__Brano citato__:

========================================================================

Lunedì 23 novembre, la Commissione per gli affari sociali, salute e sviluppo sostenibile dell’Assemblea parlamentare del Consiglio d’Europa, a Parigi si riunirà, tra le altre cose, per discutere di utero in affitto: “I diritti umani e le questioni etiche legate alla maternità surrogata”.
La relazione sarà presentata dalla senatrice belga Petra de Sutter, ginecologo e presidente del Dipartimento di Medicina della Riproduzione presso l’Ospedale Universitario di Gant, che è uno dei quattro ospedali belgi in cui si pratica l’utero in affitto, senza regole, perché l’ordinamento giuridico belga non disciplina in alcun modo la questione. La De Sutter ha detto il 3 febbraio di quest’anno al quotidiano belga La Libre: “Io sono a favore di un regime liberale di maternità surrogata, ma bisogna agire contro ogni forma di commercializzazione”.
Ci chiediamo come possa essere a titolo perfettamente gratuito una pratica che di per sé ha costi altissimi.
Nel 2011 il Parlamento Europeo in una risoluzione aveva deliberato che gli Stati membri devono considerare i gravi problemi connessi alla maternità surrogata, perché l’utero in affitto rappresenta una forma di sfruttamento del corpo femminile. Ma non solo.

========================================================================

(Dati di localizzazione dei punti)
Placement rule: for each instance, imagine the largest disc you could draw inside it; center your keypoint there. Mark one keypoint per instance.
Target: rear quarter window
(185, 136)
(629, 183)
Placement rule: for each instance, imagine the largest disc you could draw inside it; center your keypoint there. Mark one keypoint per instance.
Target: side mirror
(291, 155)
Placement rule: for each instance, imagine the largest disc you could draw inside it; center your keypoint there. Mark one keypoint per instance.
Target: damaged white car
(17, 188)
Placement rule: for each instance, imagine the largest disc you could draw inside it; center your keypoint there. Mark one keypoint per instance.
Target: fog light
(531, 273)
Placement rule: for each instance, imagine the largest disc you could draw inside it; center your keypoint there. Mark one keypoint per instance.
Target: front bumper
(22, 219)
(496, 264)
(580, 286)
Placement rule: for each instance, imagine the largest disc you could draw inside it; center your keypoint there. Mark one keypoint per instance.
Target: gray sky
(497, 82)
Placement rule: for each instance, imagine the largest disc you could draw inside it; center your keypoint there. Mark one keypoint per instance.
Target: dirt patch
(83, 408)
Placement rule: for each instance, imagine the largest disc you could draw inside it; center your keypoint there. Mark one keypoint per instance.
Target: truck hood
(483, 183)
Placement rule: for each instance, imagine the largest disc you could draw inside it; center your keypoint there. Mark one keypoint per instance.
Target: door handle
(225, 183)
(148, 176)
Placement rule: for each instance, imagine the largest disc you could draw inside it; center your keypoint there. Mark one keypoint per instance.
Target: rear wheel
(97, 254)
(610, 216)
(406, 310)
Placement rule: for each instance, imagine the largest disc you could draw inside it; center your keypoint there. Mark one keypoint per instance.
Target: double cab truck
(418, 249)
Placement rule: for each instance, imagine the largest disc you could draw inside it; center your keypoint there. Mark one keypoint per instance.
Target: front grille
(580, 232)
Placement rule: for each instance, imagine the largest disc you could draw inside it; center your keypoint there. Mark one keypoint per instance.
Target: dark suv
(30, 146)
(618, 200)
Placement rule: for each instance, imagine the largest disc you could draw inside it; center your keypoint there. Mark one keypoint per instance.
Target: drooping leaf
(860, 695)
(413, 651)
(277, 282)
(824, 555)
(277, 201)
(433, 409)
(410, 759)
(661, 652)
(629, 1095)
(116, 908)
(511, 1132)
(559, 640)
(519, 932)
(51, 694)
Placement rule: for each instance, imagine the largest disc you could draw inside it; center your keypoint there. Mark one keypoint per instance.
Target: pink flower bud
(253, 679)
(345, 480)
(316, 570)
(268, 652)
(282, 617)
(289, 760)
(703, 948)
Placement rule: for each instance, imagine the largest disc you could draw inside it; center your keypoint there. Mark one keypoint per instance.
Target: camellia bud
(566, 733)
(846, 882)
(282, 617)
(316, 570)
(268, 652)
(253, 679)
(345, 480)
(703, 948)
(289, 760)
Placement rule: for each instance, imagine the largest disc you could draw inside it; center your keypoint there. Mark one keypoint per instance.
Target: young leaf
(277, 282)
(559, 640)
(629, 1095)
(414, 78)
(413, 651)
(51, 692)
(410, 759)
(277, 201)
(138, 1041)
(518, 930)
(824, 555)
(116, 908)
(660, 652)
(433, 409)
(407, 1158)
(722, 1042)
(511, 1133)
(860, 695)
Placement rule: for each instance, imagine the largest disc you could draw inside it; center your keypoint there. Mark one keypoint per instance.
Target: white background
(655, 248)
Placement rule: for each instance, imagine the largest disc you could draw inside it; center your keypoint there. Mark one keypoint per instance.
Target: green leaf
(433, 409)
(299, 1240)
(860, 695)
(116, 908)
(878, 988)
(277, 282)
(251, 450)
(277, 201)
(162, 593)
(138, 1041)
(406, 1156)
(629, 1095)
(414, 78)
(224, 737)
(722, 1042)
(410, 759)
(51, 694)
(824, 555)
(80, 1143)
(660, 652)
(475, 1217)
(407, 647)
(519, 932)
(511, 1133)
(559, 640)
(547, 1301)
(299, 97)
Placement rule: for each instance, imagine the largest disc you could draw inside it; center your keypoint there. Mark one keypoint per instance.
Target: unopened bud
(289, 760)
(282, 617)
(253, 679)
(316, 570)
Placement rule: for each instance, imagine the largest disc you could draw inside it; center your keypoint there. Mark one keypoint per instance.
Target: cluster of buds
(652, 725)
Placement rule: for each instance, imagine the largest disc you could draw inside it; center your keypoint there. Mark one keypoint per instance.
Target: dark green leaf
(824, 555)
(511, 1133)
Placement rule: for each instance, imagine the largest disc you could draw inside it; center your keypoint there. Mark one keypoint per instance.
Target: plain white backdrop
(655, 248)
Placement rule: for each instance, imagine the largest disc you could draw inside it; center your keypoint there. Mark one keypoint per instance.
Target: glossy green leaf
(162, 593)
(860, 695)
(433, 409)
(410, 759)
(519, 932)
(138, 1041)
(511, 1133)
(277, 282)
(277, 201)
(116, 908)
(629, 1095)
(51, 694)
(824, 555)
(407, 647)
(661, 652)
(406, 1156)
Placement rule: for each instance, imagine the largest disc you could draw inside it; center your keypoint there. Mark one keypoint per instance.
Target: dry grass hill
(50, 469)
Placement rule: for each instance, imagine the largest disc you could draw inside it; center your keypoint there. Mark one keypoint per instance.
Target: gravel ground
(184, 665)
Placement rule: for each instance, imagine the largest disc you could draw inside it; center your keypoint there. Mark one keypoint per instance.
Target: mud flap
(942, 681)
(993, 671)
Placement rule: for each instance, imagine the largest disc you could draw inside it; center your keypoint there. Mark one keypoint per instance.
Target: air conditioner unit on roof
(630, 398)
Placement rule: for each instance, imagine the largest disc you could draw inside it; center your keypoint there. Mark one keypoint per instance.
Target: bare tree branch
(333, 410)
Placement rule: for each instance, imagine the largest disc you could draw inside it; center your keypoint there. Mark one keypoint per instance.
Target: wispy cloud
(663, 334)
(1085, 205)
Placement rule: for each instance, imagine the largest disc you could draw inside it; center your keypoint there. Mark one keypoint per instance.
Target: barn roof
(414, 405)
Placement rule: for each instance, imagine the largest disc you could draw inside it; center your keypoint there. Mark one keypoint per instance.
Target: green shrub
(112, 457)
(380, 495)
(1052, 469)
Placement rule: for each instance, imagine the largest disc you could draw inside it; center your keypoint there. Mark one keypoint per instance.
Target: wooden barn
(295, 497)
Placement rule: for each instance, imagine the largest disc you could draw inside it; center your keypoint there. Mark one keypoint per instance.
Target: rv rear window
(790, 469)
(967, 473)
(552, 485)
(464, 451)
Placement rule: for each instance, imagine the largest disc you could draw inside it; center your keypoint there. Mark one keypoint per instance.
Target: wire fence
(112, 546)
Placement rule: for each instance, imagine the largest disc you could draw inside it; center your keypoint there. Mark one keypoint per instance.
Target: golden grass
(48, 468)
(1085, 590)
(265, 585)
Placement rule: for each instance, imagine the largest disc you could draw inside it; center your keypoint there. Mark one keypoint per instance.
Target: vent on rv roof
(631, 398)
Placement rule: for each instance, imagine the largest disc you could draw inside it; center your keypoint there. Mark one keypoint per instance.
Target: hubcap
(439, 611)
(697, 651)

========================================================================

__Il tuo obiettivo__: Trascrivi per intero il brano sulla maternità surrogata, senza alcuna modifica.

__Area di risposta__:
Lunedì 23 novembre, la Commissione per gli affari sociali, salute e sviluppo sostenibile dell’Assemblea parlamentare del Consiglio d’Europa, a Parigi si riunirà, tra le altre cose, per discutere di utero in affitto: “I diritti umani e le questioni etiche legate alla maternità surrogata”.
La relazione sarà presentata dalla senatrice belga Petra de Sutter, ginecologo e presidente del Dipartimento di Medicina della Riproduzione presso l’Ospedale Universitario di Gant, che è uno dei quattro ospedali belgi in cui si pratica l’utero in affitto, senza regole, perché l’ordinamento giuridico belga non disciplina in alcun modo la questione. La De Sutter ha detto il 3 febbraio di quest’anno al quotidiano belga La Libre: “Io sono a favore di un regime liberale di maternità surrogata, ma bisogna agire contro ogni forma di commercializzazione”.
Ci chiediamo come possa essere a titolo perfettamente gratuito una pratica che di per sé ha costi altissimi.
Nel 2011 il Parlamento Europeo in una risoluzione aveva deliberato che gli Stati membri devono considerare i gravi problemi connessi alla maternità surrogata, perché l’utero in affitto rappresenta una forma di sfruttamento del corpo femminile. Ma non solo.